(Supplied text)
•••••

Fermilab/HTCondor Minutes March 20, 2015

Krista, Zack, Tony, Jaime, Parag, Marco, Zack

Agenda and Notes:

CCB_ADDRESS can be a list of comma separated host. How is it handled by the different daemons, especially a startd and its starters?

  • is it using the first and falling back to the following in case of problems
  • keeps switching
  • is using different ones for different daemons on the same installation (under the same master)
  • Takes the first one always and tries to use that one. Fails over to second
    one if problems. Not random unless you specify "random_choice". But this
    random choice happens every time there is a CCB lookup.

I was wondering if there is a way to save in the classad and collect at the end information from previous (e.g. preempted) executions of the same job. I’d like to learn more about job_machine_attrs/job_machine_attrs_history_length and SYSTEM_JOB_MACHINE_ATTRS/SYSTEM_JOB_MACHINE_ATTRS_HISTORY_LENGTH that I think could provide a solution. I think the last 2 are the equivalent of the first 2 are in the job submit file.

  • I was wondering if I can count on the list being consistent if I save multiple attributes, e.g. saving Machine and CommittedTime,
  • MachineAttrMachine0 the job used MachineAttrCommittedTime0, ...
  • MachineAttrMachine1 the job used MachineAttrCommittedTime1, ...

•••••

(Provided data)
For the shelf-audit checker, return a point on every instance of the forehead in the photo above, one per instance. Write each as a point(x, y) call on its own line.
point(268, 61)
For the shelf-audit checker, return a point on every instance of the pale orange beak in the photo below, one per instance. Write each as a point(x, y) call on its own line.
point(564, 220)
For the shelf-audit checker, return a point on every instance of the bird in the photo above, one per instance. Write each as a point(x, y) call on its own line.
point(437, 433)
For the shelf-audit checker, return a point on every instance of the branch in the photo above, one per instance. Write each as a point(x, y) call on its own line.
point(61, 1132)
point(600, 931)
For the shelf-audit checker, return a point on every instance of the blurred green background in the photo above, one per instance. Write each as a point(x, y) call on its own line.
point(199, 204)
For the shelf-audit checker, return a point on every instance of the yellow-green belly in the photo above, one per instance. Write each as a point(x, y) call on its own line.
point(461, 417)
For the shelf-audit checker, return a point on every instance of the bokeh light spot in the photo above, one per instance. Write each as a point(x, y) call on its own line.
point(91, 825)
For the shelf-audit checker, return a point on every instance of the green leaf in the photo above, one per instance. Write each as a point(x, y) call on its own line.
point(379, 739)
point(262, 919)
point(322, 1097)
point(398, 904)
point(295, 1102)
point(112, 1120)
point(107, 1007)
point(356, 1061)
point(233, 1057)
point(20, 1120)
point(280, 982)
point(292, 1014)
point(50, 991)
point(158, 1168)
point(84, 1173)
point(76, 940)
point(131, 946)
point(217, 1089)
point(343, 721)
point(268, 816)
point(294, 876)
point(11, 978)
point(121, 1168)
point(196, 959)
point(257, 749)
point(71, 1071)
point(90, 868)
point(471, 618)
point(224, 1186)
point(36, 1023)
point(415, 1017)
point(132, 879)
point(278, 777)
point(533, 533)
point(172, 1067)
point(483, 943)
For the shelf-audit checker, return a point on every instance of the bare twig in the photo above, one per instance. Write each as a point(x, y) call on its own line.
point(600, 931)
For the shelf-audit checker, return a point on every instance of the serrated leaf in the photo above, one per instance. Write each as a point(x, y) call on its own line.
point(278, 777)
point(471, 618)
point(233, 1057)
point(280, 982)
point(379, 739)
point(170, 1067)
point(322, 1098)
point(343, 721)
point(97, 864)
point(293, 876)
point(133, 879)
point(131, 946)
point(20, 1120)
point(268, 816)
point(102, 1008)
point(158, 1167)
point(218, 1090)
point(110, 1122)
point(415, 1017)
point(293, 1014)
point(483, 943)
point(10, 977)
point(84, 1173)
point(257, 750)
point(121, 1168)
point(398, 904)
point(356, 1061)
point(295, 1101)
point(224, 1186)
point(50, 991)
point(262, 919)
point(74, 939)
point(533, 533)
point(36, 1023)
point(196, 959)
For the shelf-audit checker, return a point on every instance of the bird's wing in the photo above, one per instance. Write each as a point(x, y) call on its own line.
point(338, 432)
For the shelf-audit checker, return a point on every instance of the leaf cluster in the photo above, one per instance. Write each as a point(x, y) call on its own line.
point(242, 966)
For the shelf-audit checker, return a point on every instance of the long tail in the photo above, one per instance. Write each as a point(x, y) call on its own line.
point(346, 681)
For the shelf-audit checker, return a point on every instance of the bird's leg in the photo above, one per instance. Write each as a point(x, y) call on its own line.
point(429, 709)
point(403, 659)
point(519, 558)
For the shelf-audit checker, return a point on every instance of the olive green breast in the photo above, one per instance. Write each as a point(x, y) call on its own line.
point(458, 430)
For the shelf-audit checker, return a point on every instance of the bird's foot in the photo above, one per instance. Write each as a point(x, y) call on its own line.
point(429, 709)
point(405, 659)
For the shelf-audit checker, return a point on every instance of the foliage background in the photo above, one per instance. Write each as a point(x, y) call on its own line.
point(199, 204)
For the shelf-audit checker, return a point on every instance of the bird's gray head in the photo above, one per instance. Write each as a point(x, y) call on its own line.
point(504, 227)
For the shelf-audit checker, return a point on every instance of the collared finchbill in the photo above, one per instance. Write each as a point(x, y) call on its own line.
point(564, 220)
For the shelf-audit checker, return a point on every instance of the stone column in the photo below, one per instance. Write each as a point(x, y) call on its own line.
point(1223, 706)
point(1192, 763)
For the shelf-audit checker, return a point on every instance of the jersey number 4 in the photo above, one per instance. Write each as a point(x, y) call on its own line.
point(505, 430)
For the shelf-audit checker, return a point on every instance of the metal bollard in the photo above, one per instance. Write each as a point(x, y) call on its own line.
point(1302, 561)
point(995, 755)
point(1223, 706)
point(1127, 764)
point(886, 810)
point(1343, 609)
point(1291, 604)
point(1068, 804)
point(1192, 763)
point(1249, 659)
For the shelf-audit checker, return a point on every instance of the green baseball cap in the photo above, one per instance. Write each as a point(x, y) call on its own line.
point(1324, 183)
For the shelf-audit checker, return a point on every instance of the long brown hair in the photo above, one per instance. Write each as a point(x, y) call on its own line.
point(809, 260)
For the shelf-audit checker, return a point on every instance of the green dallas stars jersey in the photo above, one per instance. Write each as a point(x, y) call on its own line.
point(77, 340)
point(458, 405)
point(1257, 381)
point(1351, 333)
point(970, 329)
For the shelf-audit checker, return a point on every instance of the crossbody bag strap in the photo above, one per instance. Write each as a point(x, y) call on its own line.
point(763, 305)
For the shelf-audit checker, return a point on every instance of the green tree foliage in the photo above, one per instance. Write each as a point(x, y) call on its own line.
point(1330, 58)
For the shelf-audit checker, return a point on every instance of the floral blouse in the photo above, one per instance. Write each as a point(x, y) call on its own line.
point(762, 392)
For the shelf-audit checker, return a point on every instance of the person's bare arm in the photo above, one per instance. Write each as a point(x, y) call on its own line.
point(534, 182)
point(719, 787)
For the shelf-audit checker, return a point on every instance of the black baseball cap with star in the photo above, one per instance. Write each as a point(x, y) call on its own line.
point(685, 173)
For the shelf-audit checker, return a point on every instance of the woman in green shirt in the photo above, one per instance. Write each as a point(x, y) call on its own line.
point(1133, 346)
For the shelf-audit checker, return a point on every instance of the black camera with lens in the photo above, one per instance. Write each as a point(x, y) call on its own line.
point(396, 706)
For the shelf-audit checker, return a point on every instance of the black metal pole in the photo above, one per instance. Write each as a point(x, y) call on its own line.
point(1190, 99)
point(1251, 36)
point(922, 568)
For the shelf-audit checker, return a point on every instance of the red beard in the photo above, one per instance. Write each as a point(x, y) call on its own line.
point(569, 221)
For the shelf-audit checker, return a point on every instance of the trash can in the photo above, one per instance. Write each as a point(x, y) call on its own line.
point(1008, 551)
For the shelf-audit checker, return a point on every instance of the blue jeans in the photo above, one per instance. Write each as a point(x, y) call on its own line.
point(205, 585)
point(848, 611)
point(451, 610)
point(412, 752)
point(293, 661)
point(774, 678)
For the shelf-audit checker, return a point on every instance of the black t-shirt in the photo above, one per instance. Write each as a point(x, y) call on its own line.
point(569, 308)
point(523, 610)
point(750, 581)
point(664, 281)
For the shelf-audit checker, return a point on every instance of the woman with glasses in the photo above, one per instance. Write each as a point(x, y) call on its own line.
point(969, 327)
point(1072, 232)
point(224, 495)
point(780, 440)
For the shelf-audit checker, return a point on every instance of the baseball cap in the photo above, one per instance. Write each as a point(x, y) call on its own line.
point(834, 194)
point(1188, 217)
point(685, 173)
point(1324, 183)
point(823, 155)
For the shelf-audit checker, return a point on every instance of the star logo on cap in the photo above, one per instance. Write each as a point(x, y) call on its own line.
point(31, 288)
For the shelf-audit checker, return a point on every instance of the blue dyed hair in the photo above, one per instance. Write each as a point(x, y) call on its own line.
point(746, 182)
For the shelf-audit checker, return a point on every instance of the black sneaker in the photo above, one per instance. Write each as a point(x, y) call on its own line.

•••••

(Set tasks)
(1) Extract everything in the meeting minutes from "Krista, Zack, Tony, Jaime, Parag, Marco, Zack" down to "a CCB lookup.".
(2) In the records, copy everything from the line that contains "of the metal" down to the line that contains "point(763, 305)", and nothing else.
The meeting minutes and the records are unrelated material.

(Response list)
(1)
Krista, Zack, Tony, Jaime, Parag, Marco, Zack

Agenda and Notes:

CCB_ADDRESS can be a list of comma separated host. How is it handled by the different daemons, especially a startd and its starters?

  • is it using the first and falling back to the following in case of problems
  • keeps switching
  • is using different ones for different daemons on the same installation (under the same master)
  • Takes the first one always and tries to use that one. Fails over to second
    one if problems. Not random unless you specify "random_choice". But this
    random choice happens every time there is a CCB lookup.

(2)
For the shelf-audit checker, return a point on every instance of the metal bollard in the photo above, one per instance. Write each as a point(x, y) call on its own line.
point(1302, 561)
point(995, 755)
point(1223, 706)
point(1127, 764)
point(886, 810)
point(1343, 609)
point(1291, 604)
point(1068, 804)
point(1192, 763)
point(1249, 659)
For the shelf-audit checker, return a point on every instance of the green baseball cap in the photo above, one per instance. Write each as a point(x, y) call on its own line.
point(1324, 183)
For the shelf-audit checker, return a point on every instance of the long brown hair in the photo above, one per instance. Write each as a point(x, y) call on its own line.
point(809, 260)
For the shelf-audit checker, return a point on every instance of the green dallas stars jersey in the photo above, one per instance. Write each as a point(x, y) call on its own line.
point(77, 340)
point(458, 405)
point(1257, 381)
point(1351, 333)
point(970, 329)
For the shelf-audit checker, return a point on every instance of the crossbody bag strap in the photo above, one per instance. Write each as a point(x, y) call on its own line.
point(763, 305)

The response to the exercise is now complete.